[Saved entries]
§

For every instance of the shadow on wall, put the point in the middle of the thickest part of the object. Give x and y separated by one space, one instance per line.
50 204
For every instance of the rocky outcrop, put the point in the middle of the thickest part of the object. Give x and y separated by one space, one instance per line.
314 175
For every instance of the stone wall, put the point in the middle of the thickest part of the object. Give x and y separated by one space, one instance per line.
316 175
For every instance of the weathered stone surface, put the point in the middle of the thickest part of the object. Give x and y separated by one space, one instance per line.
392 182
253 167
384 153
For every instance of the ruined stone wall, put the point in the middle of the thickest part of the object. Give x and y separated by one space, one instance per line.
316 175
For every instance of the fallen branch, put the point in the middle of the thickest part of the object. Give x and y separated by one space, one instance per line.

§

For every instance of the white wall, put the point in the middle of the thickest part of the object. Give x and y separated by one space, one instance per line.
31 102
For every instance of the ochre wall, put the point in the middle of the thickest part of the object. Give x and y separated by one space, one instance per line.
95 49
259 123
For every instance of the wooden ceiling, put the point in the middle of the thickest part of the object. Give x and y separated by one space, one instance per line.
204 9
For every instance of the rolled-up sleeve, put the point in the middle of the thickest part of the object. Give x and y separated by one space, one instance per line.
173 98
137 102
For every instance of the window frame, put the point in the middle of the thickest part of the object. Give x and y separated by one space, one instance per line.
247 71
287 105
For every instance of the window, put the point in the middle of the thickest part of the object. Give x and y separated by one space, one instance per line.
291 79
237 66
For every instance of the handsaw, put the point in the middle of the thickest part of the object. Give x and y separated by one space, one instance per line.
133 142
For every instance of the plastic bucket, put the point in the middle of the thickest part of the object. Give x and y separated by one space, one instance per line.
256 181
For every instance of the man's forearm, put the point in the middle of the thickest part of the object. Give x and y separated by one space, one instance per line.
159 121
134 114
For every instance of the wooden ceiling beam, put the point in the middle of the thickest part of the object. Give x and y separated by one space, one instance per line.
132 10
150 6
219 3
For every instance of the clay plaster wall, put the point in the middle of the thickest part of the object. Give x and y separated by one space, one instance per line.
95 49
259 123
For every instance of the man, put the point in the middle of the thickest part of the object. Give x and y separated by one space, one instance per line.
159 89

§

Output the items between the line holding "For every instance of the weathered" and the line holding "For every instance of the fallen", inclusive, reproducing each line as it appears.

For every instance of the weathered stone surface, put the point in the middle of the thickest part of the object. Give x and y separated by one space, one instance per line.
392 182
253 167
384 153
For every instance of the ruined stone wall, put the point in the middle of the thickest part of the object. Give x and y separated by one space, one instance per line.
316 175
For every instance of the fallen branch, put the point in the middle of the thickest part of the object. Give x and y separated by one space, one instance per line.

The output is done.